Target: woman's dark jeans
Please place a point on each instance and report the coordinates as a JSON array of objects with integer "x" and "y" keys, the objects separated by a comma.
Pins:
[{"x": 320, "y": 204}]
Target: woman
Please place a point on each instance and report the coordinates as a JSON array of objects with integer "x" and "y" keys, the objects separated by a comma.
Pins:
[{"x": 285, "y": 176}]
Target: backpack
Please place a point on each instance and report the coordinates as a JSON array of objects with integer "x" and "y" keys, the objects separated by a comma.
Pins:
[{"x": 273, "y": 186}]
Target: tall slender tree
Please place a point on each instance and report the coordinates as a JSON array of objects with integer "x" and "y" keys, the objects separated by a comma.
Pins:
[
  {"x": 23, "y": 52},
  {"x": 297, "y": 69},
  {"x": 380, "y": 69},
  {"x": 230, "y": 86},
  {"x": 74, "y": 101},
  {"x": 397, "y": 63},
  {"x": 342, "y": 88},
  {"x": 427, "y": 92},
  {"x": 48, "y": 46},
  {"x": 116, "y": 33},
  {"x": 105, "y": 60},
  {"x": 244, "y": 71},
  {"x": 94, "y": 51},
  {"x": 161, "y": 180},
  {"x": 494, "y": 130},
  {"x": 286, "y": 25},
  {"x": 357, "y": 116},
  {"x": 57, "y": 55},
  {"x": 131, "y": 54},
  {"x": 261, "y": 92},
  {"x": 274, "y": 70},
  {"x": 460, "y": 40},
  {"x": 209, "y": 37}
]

---+---

▶ [WHAT YOU ARE ASKED TO DO]
Could you switch every "Target" in the records above to "Object" and write all the records out again with nothing else altered?

▶ [OUTPUT OF THE TASK]
Object: woman's dark jeans
Please place a point on each instance and report the coordinates as a JSON array of objects with integer "x" and "y" keys, the objects separated by a comma.
Pins:
[{"x": 320, "y": 204}]
Object: woman
Please place a point on each instance and report the coordinates as a JSON array of objects with integer "x" and "y" keys, the objects separated by a comma.
Pins:
[{"x": 285, "y": 176}]
Object: backpack
Please place a point on each instance and report the coordinates as a JSON array of objects with integer "x" and "y" keys, the objects separated by a comma.
Pins:
[{"x": 273, "y": 186}]
Object: tall slender tree
Please place a point on each instance and report the coordinates as a JSON array of objects with integer "x" and "y" keys, the objects separated by a comma.
Pins:
[
  {"x": 23, "y": 52},
  {"x": 297, "y": 69},
  {"x": 380, "y": 69},
  {"x": 230, "y": 86},
  {"x": 74, "y": 101},
  {"x": 397, "y": 63},
  {"x": 342, "y": 88},
  {"x": 427, "y": 92},
  {"x": 48, "y": 46},
  {"x": 116, "y": 33},
  {"x": 105, "y": 60},
  {"x": 244, "y": 71},
  {"x": 94, "y": 51},
  {"x": 161, "y": 180},
  {"x": 494, "y": 130},
  {"x": 286, "y": 25},
  {"x": 357, "y": 116},
  {"x": 57, "y": 55},
  {"x": 131, "y": 54},
  {"x": 261, "y": 92},
  {"x": 274, "y": 70},
  {"x": 460, "y": 40},
  {"x": 209, "y": 37}
]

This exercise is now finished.